Using the entries below, output exactly the lines from the one containing "In the photo above, where can the red headphone" through the final line, both included, and no others.

*** MATERIAL PROVIDED Section Begins ***

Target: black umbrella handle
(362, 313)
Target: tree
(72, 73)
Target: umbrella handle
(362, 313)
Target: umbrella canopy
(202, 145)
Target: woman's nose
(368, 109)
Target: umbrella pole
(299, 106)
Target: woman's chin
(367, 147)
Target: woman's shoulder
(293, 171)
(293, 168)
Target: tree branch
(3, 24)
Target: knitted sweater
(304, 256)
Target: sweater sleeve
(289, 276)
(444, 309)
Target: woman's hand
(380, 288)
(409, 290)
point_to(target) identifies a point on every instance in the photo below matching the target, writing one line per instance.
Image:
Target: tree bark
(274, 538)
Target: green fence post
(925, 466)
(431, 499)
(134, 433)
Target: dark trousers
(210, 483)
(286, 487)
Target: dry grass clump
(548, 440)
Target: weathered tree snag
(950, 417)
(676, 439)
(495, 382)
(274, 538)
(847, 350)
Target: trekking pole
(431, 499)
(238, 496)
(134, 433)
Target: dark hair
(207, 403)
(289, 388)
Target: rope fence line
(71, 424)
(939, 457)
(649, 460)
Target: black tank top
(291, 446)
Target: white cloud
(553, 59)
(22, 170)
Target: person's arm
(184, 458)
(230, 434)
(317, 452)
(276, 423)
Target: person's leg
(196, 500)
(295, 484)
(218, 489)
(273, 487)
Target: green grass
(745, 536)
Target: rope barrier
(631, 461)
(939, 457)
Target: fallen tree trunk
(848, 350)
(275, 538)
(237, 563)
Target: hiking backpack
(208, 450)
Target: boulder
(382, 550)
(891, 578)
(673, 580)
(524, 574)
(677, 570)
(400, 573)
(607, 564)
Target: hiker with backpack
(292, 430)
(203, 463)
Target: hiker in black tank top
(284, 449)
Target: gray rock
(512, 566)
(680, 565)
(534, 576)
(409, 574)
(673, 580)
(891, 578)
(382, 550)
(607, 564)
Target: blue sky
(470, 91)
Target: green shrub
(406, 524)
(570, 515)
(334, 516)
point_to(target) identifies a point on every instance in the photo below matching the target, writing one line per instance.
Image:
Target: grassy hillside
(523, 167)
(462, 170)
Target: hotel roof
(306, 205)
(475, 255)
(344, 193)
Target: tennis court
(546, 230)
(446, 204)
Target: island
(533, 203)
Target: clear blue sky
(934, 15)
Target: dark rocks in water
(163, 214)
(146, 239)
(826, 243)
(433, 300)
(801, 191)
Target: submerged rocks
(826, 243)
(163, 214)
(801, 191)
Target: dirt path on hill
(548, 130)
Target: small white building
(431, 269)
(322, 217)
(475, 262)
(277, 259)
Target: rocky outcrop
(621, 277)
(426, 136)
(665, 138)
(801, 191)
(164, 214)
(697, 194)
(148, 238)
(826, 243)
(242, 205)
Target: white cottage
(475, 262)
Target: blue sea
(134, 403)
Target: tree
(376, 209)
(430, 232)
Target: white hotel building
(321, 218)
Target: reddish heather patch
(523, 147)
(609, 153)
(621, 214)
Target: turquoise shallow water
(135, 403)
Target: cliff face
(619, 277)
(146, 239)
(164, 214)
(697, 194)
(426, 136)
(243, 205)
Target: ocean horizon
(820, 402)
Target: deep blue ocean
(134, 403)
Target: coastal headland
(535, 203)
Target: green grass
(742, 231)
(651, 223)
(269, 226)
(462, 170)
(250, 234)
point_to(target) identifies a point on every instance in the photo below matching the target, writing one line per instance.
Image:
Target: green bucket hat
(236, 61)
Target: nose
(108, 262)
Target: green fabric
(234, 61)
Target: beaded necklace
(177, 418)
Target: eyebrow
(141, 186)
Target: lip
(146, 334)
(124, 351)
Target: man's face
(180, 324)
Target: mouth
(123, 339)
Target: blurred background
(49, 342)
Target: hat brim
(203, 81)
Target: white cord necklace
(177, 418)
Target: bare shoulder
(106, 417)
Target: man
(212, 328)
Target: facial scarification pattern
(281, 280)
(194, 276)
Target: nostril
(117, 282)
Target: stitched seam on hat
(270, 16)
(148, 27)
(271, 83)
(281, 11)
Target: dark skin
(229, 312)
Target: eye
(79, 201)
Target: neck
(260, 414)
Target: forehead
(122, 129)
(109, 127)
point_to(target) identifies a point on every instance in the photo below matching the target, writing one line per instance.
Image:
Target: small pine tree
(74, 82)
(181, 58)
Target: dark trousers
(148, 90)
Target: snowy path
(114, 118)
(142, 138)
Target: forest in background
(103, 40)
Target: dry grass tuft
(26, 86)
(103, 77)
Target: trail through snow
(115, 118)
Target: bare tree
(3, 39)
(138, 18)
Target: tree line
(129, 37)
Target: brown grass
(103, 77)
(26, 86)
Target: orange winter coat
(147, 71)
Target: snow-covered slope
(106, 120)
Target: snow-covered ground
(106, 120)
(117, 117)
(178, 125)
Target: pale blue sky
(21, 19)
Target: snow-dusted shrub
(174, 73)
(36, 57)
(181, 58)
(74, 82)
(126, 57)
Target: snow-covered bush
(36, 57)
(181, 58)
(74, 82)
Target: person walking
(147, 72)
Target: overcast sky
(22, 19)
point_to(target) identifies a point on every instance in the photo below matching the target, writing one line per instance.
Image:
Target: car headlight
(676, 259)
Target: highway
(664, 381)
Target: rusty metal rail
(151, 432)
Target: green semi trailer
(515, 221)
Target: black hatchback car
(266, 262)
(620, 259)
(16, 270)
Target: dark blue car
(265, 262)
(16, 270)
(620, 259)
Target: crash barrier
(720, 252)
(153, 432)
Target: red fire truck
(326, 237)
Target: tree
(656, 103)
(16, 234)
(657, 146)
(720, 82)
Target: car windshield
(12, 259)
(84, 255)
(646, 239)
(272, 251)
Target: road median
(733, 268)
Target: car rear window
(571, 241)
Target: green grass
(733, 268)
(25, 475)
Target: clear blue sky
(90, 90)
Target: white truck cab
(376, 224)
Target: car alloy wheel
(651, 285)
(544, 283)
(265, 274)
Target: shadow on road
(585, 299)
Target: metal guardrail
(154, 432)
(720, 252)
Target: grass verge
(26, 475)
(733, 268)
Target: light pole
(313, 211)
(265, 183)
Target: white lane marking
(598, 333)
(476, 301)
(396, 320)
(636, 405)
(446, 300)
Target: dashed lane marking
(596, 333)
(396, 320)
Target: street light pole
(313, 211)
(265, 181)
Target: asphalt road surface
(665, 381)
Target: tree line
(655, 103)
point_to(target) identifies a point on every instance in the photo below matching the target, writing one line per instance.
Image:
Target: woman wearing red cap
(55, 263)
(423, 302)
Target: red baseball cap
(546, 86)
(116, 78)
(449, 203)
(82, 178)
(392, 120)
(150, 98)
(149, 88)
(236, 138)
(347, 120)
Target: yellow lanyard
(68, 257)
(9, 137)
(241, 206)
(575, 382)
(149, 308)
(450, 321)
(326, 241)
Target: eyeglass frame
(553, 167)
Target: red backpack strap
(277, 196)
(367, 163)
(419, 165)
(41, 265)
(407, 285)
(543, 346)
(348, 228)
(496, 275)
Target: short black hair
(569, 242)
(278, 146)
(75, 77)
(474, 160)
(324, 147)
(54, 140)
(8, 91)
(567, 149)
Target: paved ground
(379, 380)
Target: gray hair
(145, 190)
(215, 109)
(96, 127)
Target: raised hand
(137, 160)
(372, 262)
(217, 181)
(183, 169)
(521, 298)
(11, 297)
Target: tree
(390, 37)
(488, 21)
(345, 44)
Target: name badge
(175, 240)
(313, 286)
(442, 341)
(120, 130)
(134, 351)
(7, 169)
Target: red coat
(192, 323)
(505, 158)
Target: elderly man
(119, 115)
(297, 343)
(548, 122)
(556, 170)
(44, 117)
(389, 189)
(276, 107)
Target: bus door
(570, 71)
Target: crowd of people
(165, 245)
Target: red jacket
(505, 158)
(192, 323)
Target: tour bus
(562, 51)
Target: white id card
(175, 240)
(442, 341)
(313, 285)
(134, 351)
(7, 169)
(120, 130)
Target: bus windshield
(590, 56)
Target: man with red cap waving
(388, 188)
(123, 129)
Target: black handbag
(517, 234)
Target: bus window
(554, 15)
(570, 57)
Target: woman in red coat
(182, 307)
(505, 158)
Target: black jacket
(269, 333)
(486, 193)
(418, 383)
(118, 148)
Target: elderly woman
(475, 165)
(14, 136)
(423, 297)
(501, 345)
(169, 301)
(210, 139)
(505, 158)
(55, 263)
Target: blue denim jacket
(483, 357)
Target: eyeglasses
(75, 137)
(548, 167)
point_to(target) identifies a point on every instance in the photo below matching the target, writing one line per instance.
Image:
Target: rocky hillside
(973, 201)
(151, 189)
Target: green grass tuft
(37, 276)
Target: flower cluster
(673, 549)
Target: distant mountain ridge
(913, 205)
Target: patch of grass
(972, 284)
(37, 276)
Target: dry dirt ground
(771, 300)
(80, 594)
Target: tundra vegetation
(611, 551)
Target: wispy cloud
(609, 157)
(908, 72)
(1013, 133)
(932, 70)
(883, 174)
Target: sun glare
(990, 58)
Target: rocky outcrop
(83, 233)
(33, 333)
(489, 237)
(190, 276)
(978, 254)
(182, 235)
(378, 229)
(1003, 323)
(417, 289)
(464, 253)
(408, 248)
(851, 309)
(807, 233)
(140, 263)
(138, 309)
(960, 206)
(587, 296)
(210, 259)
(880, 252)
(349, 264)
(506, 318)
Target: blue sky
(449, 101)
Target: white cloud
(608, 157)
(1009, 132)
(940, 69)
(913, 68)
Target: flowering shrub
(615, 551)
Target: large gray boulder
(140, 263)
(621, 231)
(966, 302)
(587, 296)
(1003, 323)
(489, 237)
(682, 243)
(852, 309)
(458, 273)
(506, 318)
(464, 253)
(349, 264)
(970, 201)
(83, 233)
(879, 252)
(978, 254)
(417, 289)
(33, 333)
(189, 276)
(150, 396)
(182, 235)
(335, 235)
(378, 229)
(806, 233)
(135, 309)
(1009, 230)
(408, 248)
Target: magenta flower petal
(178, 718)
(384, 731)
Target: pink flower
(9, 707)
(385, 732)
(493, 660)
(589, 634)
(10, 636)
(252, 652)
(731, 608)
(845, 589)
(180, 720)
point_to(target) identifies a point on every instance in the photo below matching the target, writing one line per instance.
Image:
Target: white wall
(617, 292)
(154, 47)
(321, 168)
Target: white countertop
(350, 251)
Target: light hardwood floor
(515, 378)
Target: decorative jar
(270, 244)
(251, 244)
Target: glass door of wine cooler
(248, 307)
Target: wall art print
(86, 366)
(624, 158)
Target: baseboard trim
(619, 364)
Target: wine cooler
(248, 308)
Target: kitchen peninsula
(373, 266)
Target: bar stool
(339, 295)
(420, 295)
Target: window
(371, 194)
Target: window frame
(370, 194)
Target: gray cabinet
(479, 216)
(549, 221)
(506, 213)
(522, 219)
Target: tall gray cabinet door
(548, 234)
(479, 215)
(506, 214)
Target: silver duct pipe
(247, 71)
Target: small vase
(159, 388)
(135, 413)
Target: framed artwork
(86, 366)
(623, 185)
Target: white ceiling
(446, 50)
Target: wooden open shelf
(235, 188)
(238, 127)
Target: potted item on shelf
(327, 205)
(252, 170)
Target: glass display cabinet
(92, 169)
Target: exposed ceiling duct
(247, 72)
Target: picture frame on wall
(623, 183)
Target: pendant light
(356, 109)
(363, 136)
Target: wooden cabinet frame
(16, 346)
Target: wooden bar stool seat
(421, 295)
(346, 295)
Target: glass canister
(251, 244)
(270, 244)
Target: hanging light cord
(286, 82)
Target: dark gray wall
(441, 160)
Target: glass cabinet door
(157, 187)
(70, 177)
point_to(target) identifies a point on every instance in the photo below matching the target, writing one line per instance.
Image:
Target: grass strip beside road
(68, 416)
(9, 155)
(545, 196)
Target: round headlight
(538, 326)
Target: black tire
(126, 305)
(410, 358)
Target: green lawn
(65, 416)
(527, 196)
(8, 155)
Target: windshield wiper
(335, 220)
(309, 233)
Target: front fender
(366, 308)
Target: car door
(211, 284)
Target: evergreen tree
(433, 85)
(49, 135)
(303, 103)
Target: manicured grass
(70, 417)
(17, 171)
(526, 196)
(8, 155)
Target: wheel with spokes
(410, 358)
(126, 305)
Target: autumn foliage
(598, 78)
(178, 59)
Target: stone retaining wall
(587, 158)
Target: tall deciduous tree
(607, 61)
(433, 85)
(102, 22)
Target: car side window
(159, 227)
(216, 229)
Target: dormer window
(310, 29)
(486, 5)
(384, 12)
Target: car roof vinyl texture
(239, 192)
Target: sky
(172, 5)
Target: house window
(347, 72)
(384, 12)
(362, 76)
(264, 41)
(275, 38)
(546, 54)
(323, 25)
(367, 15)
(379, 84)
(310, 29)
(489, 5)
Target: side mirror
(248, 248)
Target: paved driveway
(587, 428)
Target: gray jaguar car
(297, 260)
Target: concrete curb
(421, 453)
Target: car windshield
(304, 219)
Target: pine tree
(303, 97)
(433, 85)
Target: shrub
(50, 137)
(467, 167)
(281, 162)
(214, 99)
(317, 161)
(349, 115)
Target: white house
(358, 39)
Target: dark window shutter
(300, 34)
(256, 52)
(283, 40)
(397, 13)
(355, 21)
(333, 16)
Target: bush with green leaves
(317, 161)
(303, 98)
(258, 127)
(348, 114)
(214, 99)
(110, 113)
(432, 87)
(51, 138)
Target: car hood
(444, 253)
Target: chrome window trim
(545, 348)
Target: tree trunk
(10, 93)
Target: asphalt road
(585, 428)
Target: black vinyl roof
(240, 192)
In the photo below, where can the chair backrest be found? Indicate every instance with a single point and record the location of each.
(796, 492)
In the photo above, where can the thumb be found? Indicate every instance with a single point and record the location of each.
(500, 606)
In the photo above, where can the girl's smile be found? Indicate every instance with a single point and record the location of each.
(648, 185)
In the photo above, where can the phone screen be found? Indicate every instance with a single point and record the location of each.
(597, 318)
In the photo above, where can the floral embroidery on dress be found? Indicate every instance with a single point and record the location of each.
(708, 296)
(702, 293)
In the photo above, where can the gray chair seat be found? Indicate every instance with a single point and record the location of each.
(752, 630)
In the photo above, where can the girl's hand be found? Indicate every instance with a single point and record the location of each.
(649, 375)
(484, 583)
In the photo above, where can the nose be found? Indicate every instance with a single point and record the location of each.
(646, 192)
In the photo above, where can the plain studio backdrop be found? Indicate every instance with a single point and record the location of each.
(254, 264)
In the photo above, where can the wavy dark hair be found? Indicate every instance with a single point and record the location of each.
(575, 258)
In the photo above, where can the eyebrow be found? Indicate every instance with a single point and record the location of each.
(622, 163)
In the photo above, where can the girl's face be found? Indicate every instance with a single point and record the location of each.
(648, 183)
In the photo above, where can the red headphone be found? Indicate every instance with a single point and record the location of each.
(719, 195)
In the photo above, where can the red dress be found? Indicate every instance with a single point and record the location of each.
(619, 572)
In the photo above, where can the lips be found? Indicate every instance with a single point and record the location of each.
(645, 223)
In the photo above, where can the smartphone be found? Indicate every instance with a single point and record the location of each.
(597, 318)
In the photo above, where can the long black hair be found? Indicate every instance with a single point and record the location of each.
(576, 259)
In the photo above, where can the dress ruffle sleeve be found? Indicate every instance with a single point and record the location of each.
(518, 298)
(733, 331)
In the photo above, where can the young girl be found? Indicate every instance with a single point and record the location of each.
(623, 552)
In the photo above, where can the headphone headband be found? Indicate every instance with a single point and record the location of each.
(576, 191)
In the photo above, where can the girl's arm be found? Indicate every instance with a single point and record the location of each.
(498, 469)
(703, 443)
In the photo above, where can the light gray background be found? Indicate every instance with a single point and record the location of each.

*** MATERIAL PROVIDED Section Ends ***

*SOLUTION BELOW*:
In the photo above, where can the red headphone be found? Indicate every instance with a single point and record the location of each.
(719, 195)
In the photo above, where can the red dress be found? Indicate every instance with a single point and record the location of each.
(619, 572)
In the photo above, where can the lips be found? Indicate every instance with a single point and record the location of each.
(645, 223)
In the photo above, where can the smartphone be found? Indicate every instance with a single point and record the location of each.
(597, 318)
In the photo above, where can the long black hair be found? Indicate every instance with a single point and record the location of each.
(576, 259)
In the photo above, where can the dress ruffle sleeve be found? Indicate every instance with a single point and record the location of each.
(518, 298)
(733, 331)
In the photo above, where can the young girl be found? Indicate every instance with a single point and record the location of each.
(623, 552)
In the photo above, where can the headphone headband be found? Indicate every instance with a single point and record the location of each.
(576, 191)
In the photo above, where can the girl's arm be found? Indicate every instance with a single point and record the location of each.
(498, 469)
(703, 443)
In the photo above, where can the light gray background be found? Indicate every instance with a single point and record the location of each.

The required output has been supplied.